__What the task asks__. Filter the rows below and copy out every line that contains the string "yellow". Matching is case-sensitive.

__Source material__.
* * * * *
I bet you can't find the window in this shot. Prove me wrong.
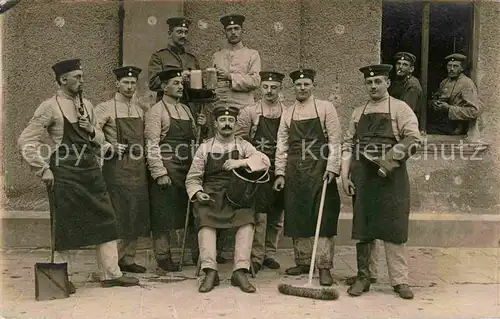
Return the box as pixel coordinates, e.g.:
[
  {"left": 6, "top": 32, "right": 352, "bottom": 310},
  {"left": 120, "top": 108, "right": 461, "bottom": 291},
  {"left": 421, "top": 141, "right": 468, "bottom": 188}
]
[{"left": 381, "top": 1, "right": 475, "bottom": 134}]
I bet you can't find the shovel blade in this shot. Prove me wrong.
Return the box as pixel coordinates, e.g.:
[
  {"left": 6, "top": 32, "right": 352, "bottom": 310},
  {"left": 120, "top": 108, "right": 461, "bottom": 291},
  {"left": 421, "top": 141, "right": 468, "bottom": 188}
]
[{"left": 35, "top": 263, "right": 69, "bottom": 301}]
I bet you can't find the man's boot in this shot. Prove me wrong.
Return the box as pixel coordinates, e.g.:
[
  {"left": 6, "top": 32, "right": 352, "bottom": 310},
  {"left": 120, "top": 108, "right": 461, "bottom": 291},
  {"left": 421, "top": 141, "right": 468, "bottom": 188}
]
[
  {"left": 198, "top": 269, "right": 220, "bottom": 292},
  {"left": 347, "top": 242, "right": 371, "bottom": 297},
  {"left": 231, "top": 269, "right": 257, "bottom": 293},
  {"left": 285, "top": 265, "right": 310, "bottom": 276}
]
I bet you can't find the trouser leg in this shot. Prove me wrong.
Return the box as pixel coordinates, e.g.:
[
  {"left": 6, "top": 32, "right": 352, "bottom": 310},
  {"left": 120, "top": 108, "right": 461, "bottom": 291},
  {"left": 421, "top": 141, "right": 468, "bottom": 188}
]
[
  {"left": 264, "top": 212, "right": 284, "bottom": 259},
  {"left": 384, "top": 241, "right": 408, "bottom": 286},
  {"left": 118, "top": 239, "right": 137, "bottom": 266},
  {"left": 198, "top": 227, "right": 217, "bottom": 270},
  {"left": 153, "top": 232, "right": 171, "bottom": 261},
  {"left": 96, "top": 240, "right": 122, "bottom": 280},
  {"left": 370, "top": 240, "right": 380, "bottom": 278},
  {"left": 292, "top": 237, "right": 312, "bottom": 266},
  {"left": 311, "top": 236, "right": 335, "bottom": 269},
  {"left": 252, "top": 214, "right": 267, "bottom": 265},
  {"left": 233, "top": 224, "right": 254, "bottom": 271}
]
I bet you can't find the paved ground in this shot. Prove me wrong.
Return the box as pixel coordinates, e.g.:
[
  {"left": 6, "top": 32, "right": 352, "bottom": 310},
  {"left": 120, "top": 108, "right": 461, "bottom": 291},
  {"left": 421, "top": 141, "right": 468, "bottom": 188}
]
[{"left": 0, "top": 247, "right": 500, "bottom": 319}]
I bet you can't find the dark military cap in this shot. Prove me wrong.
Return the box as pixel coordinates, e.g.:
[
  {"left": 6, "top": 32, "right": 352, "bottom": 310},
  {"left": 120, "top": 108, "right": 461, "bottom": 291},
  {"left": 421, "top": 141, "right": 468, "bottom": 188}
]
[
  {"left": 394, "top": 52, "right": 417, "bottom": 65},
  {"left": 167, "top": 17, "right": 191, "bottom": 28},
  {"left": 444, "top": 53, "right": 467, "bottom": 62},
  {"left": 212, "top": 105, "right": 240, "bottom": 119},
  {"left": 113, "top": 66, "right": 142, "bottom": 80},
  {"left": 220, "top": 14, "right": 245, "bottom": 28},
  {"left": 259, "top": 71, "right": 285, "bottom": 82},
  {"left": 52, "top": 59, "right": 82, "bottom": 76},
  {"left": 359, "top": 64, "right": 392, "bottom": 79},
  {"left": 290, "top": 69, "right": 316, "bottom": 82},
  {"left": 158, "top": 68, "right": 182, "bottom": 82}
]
* * * * *
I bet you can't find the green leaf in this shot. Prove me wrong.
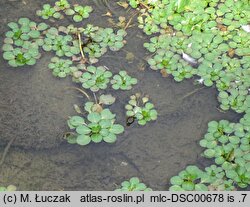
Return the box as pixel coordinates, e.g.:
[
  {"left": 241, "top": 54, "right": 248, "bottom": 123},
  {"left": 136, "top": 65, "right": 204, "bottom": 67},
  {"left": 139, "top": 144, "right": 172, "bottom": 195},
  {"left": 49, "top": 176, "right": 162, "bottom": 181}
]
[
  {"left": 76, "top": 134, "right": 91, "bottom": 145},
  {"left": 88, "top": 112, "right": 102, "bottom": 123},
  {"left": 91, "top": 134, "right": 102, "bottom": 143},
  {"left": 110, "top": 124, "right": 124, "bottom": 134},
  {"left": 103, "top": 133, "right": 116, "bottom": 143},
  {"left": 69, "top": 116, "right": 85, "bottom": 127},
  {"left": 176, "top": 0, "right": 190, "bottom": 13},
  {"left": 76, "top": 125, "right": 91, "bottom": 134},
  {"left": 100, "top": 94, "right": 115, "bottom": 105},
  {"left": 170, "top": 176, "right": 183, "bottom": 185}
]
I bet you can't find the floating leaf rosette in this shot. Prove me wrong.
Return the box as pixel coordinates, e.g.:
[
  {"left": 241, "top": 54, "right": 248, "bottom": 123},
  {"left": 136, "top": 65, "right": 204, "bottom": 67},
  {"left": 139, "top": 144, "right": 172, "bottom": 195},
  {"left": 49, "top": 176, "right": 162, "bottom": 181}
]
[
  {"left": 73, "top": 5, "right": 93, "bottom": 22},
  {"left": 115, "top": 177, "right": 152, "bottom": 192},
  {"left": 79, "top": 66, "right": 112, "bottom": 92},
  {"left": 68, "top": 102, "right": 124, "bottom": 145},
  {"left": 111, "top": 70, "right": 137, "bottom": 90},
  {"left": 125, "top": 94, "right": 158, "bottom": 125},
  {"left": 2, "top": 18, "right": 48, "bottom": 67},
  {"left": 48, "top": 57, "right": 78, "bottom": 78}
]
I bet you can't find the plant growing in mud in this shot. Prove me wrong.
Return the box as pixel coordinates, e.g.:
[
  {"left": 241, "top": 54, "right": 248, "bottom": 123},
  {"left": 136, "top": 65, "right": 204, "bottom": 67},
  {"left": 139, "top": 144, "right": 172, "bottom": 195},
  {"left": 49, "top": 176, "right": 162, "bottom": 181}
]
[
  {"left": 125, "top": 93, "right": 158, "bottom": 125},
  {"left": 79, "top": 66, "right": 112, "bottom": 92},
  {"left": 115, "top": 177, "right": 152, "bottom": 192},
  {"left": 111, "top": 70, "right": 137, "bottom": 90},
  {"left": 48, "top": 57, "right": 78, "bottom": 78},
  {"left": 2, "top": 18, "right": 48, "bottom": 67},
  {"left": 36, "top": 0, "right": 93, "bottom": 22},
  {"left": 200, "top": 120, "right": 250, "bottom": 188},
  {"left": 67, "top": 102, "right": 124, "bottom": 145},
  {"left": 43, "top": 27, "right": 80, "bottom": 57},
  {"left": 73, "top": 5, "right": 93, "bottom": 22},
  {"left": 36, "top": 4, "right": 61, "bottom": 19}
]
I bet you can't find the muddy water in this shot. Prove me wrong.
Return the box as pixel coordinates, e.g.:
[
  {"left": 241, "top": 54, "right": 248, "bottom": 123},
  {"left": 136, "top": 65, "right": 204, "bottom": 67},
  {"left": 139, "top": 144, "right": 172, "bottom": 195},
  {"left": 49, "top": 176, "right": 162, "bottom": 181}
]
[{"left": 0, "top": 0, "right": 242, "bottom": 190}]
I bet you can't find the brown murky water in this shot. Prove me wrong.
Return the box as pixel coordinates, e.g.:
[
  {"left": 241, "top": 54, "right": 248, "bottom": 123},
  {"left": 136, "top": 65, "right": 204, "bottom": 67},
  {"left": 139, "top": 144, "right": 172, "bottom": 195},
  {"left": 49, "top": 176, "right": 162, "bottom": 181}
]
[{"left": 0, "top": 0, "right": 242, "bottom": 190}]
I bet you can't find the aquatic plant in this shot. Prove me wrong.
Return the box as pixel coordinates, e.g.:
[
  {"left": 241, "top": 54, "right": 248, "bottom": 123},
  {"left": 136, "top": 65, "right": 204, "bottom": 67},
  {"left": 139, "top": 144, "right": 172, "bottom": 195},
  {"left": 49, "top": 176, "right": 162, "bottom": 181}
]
* * * * *
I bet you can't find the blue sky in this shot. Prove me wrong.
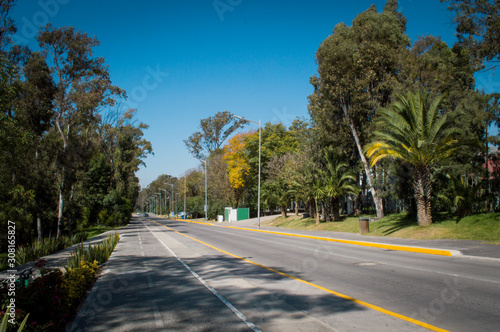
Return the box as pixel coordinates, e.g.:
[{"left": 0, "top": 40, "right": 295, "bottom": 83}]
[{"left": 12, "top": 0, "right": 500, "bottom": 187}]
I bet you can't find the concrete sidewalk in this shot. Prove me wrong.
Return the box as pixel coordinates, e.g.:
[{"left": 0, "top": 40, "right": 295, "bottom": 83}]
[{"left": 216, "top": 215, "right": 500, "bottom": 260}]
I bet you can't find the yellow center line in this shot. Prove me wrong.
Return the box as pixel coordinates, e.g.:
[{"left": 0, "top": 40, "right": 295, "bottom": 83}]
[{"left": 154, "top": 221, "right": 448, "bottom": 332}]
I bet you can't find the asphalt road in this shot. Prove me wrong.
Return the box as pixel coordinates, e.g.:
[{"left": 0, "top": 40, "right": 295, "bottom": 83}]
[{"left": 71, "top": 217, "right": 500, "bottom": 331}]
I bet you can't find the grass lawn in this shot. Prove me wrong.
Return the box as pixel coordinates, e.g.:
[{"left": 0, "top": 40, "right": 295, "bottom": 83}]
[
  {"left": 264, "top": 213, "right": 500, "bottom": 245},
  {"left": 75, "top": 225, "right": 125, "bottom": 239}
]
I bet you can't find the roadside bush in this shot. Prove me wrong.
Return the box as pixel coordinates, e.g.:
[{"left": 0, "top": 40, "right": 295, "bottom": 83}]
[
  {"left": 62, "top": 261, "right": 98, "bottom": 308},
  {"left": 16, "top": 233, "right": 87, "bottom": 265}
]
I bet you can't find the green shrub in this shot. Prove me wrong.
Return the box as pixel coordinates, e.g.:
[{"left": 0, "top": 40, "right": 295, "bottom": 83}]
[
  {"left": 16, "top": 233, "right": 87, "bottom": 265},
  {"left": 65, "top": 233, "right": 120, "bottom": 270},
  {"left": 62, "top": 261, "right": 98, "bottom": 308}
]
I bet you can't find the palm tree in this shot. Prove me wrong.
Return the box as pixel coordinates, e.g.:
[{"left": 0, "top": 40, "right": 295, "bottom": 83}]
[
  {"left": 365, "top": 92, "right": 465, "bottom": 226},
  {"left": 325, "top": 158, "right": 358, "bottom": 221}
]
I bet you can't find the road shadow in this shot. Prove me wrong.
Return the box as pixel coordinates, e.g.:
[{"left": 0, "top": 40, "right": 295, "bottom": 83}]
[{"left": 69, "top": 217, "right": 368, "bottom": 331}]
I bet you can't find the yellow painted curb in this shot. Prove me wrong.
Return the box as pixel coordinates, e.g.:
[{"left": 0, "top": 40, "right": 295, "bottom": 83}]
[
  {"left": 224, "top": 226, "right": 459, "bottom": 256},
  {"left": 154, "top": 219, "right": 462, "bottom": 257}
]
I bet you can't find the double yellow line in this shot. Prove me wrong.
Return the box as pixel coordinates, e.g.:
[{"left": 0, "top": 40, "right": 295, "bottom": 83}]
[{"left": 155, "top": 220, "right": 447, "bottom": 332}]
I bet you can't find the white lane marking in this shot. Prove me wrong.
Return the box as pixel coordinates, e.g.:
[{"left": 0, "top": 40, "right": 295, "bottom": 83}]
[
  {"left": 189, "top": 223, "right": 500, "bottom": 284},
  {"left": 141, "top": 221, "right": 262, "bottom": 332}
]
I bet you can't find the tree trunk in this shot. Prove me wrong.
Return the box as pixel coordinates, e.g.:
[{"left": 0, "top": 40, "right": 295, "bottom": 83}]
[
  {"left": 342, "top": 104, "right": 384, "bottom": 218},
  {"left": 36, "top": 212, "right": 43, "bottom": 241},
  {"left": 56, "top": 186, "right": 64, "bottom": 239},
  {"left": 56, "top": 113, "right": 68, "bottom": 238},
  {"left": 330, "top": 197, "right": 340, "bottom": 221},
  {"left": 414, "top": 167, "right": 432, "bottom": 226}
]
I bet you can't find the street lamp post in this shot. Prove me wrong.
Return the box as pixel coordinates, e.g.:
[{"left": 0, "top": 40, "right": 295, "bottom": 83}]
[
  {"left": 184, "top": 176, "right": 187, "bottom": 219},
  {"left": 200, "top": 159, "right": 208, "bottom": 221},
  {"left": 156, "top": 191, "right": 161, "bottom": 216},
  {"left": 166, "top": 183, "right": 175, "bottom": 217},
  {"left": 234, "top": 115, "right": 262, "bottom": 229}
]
* * * * *
__Problem solution__.
I bet you can't find the yellow center line in this shot. Prove me wrong.
I bet you can't find the yellow painted curb in this shot. Prove me wrong.
I bet you can't find the double yellow line in this shot. Prove me wrong.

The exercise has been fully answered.